DATA TO USE:
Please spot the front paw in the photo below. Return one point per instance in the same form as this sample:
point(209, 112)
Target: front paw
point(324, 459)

...

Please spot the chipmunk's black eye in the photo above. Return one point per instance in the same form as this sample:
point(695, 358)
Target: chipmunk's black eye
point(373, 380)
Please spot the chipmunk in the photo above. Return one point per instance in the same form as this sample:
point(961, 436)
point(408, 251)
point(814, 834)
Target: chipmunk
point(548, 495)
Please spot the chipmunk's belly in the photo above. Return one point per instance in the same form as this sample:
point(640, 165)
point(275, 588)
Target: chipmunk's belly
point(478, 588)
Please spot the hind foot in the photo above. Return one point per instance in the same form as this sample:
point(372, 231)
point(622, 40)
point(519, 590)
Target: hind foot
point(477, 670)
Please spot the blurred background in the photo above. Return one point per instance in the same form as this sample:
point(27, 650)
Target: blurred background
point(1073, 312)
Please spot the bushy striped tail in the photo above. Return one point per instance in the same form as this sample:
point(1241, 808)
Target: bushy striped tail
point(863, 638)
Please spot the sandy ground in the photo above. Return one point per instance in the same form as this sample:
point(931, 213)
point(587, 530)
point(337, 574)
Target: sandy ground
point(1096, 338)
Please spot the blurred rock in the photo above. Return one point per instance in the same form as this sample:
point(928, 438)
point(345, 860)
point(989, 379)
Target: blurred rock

WHAT TO DO:
Copy the lines above word for word, beginning at the line that has "Please spot the chipmunk's black" and stopping after the line that has "point(548, 495)".

EXERCISE ANSWER:
Please spot the chipmunk's black eye in the photo above. Return one point per instance in the same form as this sample:
point(695, 358)
Target: chipmunk's black eye
point(373, 380)
Please spot the chipmunk in the photo above. Return one point per instance in the same form as this sample:
point(961, 436)
point(408, 251)
point(814, 834)
Target: chipmunk
point(548, 495)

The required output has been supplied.